**Trecho do documento:**
- - - -

Uma visão acerca da conciliação no Novo Código de Processo Civil

Mônica Miranda Gomes de Oliveira, ex-defensora pública do Estado de Mato Grosso, ex-promotora de justiça do Estado do Pará, juíza de direito do Estado do Pará.

O Novo Código de Processo Civil trouxe, logo no artigo 3º, parágrafo 3º, a cultura da pacificação, estimulando os juízes, advogados, defensores públicos e membros do Ministério Público, inclusive no curso do processo judicial.

No caput do referido artigo 3º, o legislador positiva o princípio da inafastabilidade da jurisdição ou do acesso à justiça, que já encontra positivado no artigo n. 5, XXXV, da CF/88, dizendo que não se excluirá da apreciação jurisdicional ameaça ou lesão a direito.

Note-se que o acesso à justiça, nos moldes do Novo Código de Processo Civil, foi oficialmente inaugurada no Poder Judiciário brasileiro pelo Conselho Nacional de Justiça com a Res. 125/2010, que dispõe que “cabe ao Judiciário estabelecer política pública de tratamento adequado dos problemas jurídicos e dos conflitos de interesses, que ocorrem em larga e crescente escala na sociedade, de forma a organizar, em âmbito nacional, não somente os serviços prestados nos processos judiciais, como também os que possam sê-lo mediante outros mecanismos de solução de conflitos, em especial dos consensuais, como a mediação e a conciliação”.

Com a Resolução 125/2010, foi determinando a criação do Núcleo Permanente de Métodos Consensuais de Solução de Conflitos (NUPEMEC[1]), em cada Tribunal de Justiça brasileiro, visando utilizar os métodos alternativos de solução de conflitos como a conciliação e a mediação para proporcionar à sociedade um Judiciário mais célere, que busca solucionar os conflitos de forma preventiva, acarretando a pacificação social. Em contrapartida, para executar as políticas públicas apresentadas pelo NUPEMEC, foi criado os Centros Judiciais de Solução de Controvérsia (CEJUSC).

- - - -

**Registros extraídos:**
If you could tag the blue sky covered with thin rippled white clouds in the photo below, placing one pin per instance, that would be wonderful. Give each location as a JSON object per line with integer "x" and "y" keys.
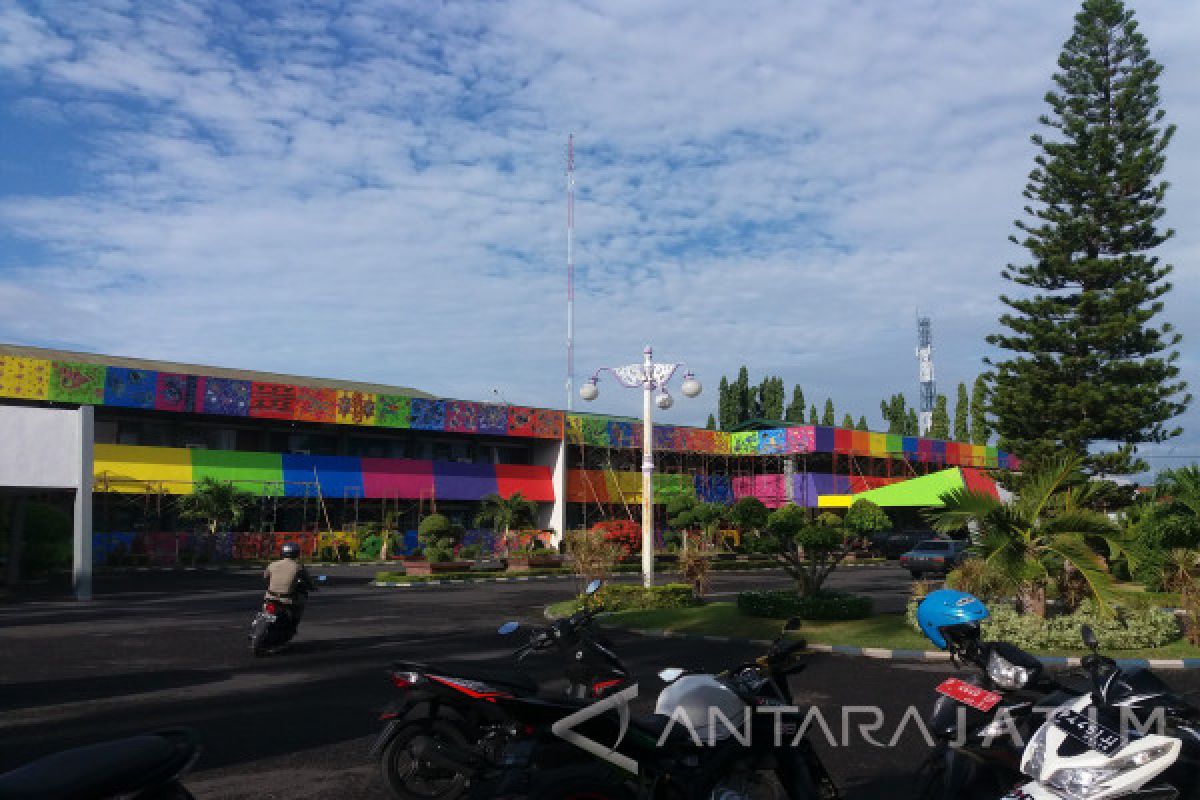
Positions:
{"x": 373, "y": 193}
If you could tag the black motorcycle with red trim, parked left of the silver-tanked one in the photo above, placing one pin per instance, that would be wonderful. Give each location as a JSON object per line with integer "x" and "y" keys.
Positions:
{"x": 448, "y": 727}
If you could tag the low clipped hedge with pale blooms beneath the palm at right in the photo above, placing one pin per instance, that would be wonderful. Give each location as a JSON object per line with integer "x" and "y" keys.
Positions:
{"x": 1131, "y": 629}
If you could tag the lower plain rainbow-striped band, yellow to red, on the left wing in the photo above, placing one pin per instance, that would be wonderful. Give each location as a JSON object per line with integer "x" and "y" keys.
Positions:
{"x": 135, "y": 470}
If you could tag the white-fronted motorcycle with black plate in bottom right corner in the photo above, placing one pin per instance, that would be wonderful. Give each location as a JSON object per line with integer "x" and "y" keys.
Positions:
{"x": 1131, "y": 737}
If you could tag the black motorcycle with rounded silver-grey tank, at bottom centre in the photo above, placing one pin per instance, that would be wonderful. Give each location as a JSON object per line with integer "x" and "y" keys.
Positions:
{"x": 748, "y": 745}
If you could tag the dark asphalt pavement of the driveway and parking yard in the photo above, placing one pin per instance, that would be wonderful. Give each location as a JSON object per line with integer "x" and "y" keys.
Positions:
{"x": 159, "y": 651}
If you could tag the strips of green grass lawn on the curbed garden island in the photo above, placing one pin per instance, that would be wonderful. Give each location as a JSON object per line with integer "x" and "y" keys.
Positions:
{"x": 889, "y": 631}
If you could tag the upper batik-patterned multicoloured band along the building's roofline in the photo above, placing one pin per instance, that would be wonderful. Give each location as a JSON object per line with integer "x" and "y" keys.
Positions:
{"x": 68, "y": 382}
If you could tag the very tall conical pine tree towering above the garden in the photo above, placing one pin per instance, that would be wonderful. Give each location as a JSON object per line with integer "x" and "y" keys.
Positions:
{"x": 1085, "y": 363}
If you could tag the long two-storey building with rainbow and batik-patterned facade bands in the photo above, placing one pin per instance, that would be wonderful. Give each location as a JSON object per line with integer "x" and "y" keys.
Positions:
{"x": 328, "y": 455}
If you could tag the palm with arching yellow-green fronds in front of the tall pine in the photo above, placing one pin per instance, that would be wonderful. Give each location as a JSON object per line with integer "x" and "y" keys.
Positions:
{"x": 1029, "y": 542}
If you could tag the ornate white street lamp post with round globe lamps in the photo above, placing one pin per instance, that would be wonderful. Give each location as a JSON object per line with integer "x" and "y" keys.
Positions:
{"x": 649, "y": 377}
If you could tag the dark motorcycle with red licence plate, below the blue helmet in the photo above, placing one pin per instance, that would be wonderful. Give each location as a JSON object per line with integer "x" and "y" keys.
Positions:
{"x": 981, "y": 725}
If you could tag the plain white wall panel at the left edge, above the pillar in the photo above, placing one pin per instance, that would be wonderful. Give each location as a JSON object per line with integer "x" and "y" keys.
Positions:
{"x": 44, "y": 448}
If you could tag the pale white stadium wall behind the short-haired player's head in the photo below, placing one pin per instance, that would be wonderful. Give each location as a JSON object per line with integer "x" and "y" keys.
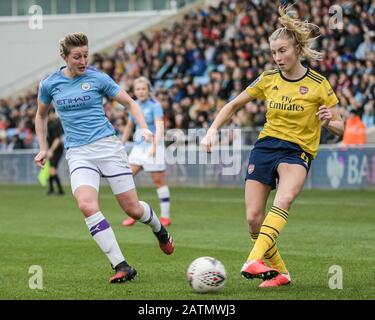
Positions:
{"x": 27, "y": 54}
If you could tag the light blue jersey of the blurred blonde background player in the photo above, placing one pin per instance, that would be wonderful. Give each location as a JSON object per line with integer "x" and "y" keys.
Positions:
{"x": 151, "y": 110}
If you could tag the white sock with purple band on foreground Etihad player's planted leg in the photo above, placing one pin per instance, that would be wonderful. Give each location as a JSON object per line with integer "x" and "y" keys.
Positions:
{"x": 104, "y": 236}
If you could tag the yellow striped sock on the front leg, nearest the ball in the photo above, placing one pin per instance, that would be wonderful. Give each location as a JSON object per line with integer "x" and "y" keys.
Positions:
{"x": 272, "y": 226}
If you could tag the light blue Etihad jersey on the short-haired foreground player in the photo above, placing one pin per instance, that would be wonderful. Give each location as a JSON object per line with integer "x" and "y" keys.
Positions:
{"x": 79, "y": 103}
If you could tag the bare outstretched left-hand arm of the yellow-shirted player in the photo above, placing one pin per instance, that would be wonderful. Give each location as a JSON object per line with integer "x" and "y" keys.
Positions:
{"x": 224, "y": 115}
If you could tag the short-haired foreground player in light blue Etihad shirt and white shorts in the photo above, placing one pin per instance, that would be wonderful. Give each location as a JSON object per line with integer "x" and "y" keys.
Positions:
{"x": 93, "y": 150}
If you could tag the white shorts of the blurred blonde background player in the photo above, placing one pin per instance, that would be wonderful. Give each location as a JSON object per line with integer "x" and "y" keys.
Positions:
{"x": 139, "y": 157}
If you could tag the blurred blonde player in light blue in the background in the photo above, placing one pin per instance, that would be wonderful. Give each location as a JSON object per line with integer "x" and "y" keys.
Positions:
{"x": 145, "y": 155}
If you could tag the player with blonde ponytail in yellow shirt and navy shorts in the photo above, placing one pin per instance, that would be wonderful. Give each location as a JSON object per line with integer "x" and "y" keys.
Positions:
{"x": 299, "y": 102}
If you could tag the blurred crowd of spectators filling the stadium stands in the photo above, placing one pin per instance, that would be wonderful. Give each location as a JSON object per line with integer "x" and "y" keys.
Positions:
{"x": 208, "y": 58}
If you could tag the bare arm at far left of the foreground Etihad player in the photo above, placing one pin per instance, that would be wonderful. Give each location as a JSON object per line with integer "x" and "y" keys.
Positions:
{"x": 41, "y": 133}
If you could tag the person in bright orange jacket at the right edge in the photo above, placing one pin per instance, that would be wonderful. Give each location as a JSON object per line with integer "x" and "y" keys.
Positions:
{"x": 355, "y": 130}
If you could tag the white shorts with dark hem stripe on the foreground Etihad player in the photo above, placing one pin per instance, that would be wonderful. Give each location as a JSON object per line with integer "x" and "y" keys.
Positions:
{"x": 105, "y": 158}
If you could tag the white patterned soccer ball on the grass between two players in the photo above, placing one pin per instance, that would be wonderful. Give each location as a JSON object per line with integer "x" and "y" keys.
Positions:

- - - -

**Tarefa a realizar:** No texto sobre conciliação no Novo Código de Processo Civil, quais profissionais o artigo 3º, parágrafo 3º, estimula com a cultura da pacificação? Liste todos.

**Solução:**
- juízes
- advogados
- defensores públicos
- membros do Ministério Público